DOCUMENT TEXT |
# National Capital BBQ Battle



## BchrisL (Jun 8, 2008)

Safeway's Tenth Annual
National Capital BBQ Battle
June 22-23   Pennsylvania Ave, NW, Washington DC 







link

Anybody competing in this event? Andy and I are going to attend and I plan to take a lot of notes and some pictures and maybe I just might taste a little Q while I am there.


----------



## Bill The Grill Guy (Jun 10, 2008)

I made the trip up there 2 years ago to visit and show my brother in laws what they were like.  I couldnt believe the crowds.  It was worth the trip just to see my BIL up on the spam stage yelling "I LOVE SPAM".


----------



## Pickin' Porkers (Jun 17, 2008)

The Pickin' Porkers will be there doing both contests.  Stop and say Hi!


----------



## BchrisL (Jun 24, 2008)

Andy and I went to the National Capital BBQ Battle Saturday, and I went back Sunday to see the some of the results. We got off the Washington Metro at Federal Triangle. We popped out at ground level inside the atrium of the Ronald Reagan building, and frankly we were disorientated, but just for a minute. We immediately caught a fragrance that was unmistakable. It was the smell of wood smoke and meat being cook. We just followed our noses and they took up right to the event.  There was a lot of cooking going on!









It was a typical second day of summer in Washington DC. It was hot and sunny, but the humidity was moderate. 





Pigs were flying right beside the Ronald Reagan Building





The Oscar Meyer Wienermobile was there!





Even Egg Beaters had a stand, even though there wasn't anybody there.    Hello Girls!!!  













There were LOTS of ribs being grilled up there, and people were lining up to buy them. I got some for Andy just to make sure he tasted them, membrane and all. He tasted the difference. They were cooked, and they were tough. but they had a taste that was all sauce, no smoke. 


MEANWHILE DOWN IN THE TEAM SECTION...










This gentlemen was trimming ribs St Louis style. They were still frozen and he was having a time with them. 





Butts were being rubbed, right out in the open!  





There were eggs...  





and one or two WSMs :twisted:   









But mostly there were cookers like these. 





Chicken and brisket, chicken coming off, brisket going on!





Pigs in Paradise Team 





This fellow is having his 'jacket removed"  to place the rub directly on the meat.





This fellow has his "jacket" removed and is being rubbed down.  





I am not sure what the foil is doing, except to make sure the outer parts brown more than the inner parts....perhaps one of you learned pit masters might comment on this technique.  





Picken Porkers Team was there...





Rodger's cooker has one of these thing-o-mygigs to keep the temps constant. 









And from the looks of things, it really works!...and man did they have a pig to pick! Beautiful Presentation!









The judges thought so too, they lingered there for the longest time, there was some finger food consumed I am sure.

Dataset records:
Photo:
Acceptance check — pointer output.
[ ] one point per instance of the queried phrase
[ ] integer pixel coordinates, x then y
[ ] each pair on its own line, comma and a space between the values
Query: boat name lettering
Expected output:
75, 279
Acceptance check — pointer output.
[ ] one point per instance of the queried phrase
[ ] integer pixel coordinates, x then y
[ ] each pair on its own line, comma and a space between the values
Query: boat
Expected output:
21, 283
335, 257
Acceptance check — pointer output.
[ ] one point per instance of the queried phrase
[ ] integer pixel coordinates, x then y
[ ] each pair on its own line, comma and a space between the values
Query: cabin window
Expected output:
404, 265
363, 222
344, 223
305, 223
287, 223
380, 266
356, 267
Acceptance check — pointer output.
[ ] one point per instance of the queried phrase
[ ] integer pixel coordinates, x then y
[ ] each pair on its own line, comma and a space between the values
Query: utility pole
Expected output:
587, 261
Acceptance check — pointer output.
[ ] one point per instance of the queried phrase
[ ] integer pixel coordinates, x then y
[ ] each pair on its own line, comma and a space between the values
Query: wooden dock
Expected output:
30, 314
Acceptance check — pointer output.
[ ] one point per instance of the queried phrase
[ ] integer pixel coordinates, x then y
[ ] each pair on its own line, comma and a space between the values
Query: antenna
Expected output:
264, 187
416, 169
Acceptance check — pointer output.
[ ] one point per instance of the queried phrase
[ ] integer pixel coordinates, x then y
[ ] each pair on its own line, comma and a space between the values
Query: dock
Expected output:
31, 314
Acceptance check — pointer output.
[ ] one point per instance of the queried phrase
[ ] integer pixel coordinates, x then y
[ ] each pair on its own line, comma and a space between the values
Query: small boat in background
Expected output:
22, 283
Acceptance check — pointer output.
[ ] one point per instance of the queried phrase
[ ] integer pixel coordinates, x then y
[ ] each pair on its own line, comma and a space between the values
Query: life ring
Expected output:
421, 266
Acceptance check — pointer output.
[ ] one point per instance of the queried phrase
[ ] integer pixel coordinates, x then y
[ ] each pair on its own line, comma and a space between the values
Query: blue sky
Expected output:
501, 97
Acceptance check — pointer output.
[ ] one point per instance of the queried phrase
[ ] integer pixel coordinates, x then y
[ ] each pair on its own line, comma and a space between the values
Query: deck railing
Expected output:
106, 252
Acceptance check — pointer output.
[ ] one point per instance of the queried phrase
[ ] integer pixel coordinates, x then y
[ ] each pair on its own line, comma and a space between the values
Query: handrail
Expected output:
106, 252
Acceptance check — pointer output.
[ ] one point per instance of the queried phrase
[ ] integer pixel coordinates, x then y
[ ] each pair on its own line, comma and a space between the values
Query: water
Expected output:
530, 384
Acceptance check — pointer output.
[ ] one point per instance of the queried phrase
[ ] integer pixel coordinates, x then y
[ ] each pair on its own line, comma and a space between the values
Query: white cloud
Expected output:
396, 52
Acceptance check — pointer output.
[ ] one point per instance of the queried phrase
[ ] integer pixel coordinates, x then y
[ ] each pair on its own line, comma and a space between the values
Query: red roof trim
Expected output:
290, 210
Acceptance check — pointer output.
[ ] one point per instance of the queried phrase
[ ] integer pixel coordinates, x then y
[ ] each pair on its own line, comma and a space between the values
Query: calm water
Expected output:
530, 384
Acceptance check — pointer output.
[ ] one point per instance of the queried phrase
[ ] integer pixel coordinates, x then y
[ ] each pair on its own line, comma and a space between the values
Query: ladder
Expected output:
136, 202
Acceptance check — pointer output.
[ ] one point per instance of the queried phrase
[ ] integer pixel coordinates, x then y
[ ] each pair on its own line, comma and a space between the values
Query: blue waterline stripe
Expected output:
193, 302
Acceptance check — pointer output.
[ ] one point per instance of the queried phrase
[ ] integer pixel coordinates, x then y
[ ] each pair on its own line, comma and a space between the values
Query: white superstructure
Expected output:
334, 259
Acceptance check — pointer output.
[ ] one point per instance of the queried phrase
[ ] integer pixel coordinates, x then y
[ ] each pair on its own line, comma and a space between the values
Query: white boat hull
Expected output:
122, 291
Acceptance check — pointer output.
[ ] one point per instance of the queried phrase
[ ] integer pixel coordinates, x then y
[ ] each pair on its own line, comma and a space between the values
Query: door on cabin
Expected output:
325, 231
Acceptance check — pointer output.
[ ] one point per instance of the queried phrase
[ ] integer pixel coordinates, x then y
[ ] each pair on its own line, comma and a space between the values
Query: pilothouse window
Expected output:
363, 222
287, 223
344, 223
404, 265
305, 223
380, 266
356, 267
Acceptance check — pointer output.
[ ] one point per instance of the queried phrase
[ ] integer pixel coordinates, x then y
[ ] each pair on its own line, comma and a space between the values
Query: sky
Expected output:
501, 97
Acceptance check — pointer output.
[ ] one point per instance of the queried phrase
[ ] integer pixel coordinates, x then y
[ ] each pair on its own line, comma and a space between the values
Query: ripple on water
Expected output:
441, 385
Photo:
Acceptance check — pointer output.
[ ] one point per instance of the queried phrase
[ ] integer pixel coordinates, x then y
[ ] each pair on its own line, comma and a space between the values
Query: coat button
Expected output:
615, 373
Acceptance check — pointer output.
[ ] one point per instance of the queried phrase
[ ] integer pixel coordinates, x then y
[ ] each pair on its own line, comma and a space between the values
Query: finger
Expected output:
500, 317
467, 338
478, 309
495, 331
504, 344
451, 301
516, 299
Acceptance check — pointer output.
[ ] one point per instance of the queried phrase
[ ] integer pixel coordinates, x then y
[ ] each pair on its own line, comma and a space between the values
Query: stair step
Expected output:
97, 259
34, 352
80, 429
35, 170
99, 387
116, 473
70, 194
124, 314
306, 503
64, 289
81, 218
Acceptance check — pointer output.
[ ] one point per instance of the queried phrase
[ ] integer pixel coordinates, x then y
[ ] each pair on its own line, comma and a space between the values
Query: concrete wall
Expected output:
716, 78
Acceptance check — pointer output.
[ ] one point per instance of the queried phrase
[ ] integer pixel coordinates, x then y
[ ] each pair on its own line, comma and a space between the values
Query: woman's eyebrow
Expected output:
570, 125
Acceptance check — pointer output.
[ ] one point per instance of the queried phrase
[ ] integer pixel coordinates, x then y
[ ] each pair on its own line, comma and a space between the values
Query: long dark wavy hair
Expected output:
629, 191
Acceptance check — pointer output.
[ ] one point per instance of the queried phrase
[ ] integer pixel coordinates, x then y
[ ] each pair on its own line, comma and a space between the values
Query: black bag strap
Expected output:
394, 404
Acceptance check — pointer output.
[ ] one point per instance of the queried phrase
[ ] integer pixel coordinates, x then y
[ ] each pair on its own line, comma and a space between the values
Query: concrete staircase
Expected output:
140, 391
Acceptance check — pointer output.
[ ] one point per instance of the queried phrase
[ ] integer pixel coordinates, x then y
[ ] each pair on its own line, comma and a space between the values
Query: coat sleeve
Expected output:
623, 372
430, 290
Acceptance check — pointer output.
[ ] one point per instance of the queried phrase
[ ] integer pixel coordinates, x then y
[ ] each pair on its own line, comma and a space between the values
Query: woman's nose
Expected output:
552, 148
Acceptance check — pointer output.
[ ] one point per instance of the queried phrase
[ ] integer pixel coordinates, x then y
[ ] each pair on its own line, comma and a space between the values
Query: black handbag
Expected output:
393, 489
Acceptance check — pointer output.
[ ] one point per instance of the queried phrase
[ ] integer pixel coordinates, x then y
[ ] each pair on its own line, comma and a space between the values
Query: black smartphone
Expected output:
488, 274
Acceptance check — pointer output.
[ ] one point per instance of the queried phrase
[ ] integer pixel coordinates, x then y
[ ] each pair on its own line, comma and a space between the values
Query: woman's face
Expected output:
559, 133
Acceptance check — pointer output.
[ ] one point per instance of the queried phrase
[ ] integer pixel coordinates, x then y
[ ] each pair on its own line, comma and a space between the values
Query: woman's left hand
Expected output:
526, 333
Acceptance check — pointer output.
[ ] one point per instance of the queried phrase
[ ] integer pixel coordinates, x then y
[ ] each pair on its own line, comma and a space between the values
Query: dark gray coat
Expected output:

REQUIRED TASK A |
Pick out each line in the listing above that contains the string "window", and copy those lines.
REQUIRED TASK B |
Write the next part of the BBQ Battle thread, beginning after its final sentence.

WRITTEN REPLY A |
Query: cabin window
Query: pilothouse window

WRITTEN REPLY B |
Rodger talks to the MIM judge while Marsha and his son Scott watch from nearby. 













A short stroll down the street, Three Eyes Team were busily getting for the judging. 






Jason (3 Eyz) on right, David (Pigs on the Run) left   getting ready because the MIM judges are on the way.






Same guys on left, Dan (3 Eyz) in back, Bryant (John from Pigs on the Run's son) on right working to meet the deadline.






John (Pigs on the Run) opening cooker, Dan (3 Eyz on left), MIMs judge in the middle, OK  heeere we go!






And  






Beautiful succulent shoulders....just waiting to be pulled!






Then was then a nervous quiet as folks discretely listened to the conversation inside the tent.








Smoking Rednecks were working the two days selling Q. We were not allowed to taste and competition Q, so I tried several different vendors  those days, but I liked theirs best. He serves a Memphis?Kansas City style sauce in mild, medium, and hot. 






This is Gary from Smoking Rednecks. There was a line in front of their stand all day long, on both days, this was taken in the morning before they opened. 






I liked the cookers.






















One more gratuitous food porn shot of a whole roasted pig. :twisted:


----------



## Rag1 (Jun 24, 2008)

Great pics....thanks.


----------



## BigGQ (Jun 24, 2008)

Here is a link to a Newsweek article regarding the DC BBQ Battle. Mainly about Myron Mixon.

http://www.newsweek.com/id/142930


----------



## Captain Morgan (Jun 24, 2008)

Great pics, thanks!


----------



## Puff1 (Jun 24, 2008)

Great pics!


----------



## Pickin' Porkers (Jun 25, 2008)

*Ain't I cute?*

Ain't I cute Dennis?

Roger


----------



## Pickin' Porkers (Jun 25, 2008)

*OK I guess*

In the KCBS 2nd ribs, 5th Pork, 9th ribs and a whopping 20 brisket.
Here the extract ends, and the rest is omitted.